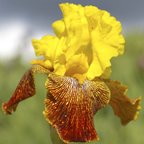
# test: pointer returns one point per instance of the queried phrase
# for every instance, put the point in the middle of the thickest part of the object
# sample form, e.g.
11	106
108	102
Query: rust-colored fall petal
24	90
70	107
124	107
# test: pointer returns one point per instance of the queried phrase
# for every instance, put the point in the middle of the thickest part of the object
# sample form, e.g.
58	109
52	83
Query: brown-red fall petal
70	107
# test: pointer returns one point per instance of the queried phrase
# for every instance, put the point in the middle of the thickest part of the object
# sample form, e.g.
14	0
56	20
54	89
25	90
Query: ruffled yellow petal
125	108
86	31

****************************************

If an entry contains an image, print the rest of that entry exactly and leave the image out.

• [Task output]:
# test: pointer returns one point per instance of the queried phrase
# for every instance, put the point in the middle of the thickest part of the object
# sample form, e.g.
11	106
108	102
Query: rust-colored fall petal
24	90
70	107
124	107
# test: pointer returns one point per instance of the queried phrase
# for every instance, put the point in the middle of the thickest part of the object
# sample form, e.g.
58	109
52	83
Query: brown-red fall petal
70	107
# test: pointer returns one point per instance of the queried phrase
# for every instance, put the point in the middle of the thickest part of the object
# sample form, e.g.
14	0
56	20
54	89
25	90
Query: ruffled yellow petal
125	108
86	31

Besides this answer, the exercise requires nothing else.